_Goal_:
Arrange the listing below as a Markdown table with the columns "Row" and "Line", starting at the line containing "Shelf-audit tool: tag the shallow" and running through the end of the listing, both ends included. Leave out blank lines.

--- Start of Dataset excerpts ---

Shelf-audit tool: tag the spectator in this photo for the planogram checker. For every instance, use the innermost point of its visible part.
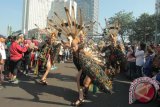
(16, 54)
(147, 68)
(3, 57)
(139, 54)
(131, 62)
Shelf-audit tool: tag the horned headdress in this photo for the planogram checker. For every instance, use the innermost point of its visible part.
(70, 27)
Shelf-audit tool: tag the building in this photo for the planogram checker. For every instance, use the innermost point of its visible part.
(58, 7)
(35, 12)
(90, 12)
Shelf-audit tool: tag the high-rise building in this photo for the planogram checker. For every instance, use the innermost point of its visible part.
(58, 7)
(157, 6)
(90, 12)
(35, 12)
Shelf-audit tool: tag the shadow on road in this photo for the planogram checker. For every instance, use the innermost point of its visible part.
(36, 89)
(62, 77)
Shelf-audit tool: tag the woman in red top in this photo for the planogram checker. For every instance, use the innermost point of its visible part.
(16, 54)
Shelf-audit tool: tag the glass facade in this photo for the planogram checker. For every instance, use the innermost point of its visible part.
(90, 12)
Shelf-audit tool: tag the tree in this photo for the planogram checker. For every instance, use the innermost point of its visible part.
(144, 28)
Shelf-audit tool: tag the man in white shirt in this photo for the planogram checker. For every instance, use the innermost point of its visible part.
(139, 54)
(3, 56)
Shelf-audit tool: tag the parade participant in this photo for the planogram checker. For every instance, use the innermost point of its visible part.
(3, 56)
(16, 54)
(83, 81)
(139, 54)
(47, 52)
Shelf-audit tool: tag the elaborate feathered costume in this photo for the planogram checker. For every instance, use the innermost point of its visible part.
(87, 58)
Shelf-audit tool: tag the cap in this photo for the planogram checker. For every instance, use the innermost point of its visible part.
(1, 36)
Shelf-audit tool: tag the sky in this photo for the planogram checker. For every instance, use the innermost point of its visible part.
(11, 11)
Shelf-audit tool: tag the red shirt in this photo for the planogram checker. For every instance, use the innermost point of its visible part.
(16, 51)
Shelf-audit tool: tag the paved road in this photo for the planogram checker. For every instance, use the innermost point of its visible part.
(61, 91)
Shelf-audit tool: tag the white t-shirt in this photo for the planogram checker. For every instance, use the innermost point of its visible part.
(139, 54)
(2, 50)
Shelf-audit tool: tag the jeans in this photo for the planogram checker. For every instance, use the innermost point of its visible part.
(15, 66)
(139, 71)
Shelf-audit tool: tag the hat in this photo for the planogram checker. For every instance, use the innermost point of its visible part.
(1, 36)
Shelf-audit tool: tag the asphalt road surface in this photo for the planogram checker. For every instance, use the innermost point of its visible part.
(61, 91)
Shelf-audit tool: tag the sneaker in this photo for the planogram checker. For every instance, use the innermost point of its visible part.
(1, 86)
(12, 78)
(53, 68)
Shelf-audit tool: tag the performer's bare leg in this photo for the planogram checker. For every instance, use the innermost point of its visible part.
(80, 89)
(43, 79)
(87, 82)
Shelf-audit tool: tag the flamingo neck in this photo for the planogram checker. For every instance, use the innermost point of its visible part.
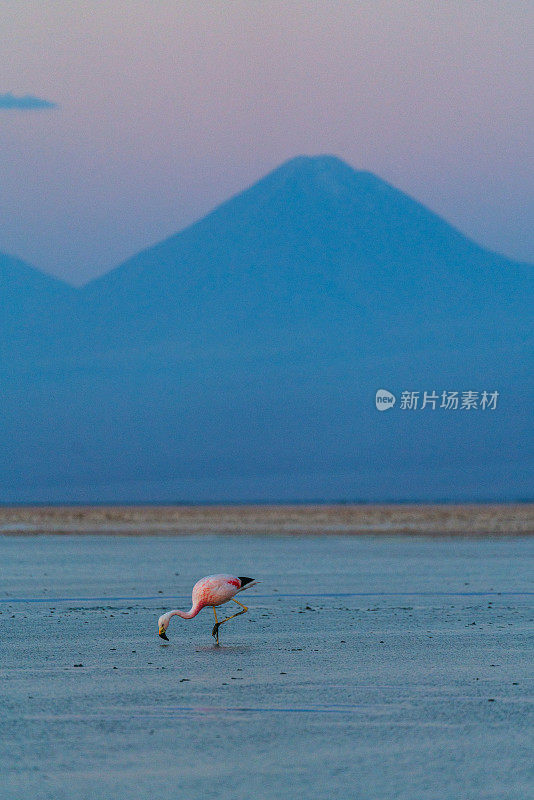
(186, 614)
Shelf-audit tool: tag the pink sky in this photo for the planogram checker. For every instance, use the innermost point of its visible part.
(167, 108)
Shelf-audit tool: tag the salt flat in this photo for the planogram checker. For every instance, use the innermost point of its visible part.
(367, 667)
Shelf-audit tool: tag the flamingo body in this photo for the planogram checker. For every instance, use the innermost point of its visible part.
(212, 590)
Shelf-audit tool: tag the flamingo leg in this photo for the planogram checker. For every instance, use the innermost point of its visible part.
(216, 626)
(215, 631)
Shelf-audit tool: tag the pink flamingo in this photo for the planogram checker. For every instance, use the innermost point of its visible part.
(213, 590)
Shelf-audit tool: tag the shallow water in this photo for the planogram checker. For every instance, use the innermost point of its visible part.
(366, 668)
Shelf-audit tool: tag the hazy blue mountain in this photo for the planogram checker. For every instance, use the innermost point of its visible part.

--- End of Dataset excerpts ---

_Result of this exercise_:
| Row | Line |
|---|---|
| 1 | Shelf-audit tool: tag the shallow water in this photo for the planogram checker. For every instance, use the innermost point of its visible part. |
| 2 | (366, 668) |
| 3 | Shelf-audit tool: tag the hazy blue mountain in this photo for the planogram checker. For every instance, use the innermost point of its visible part. |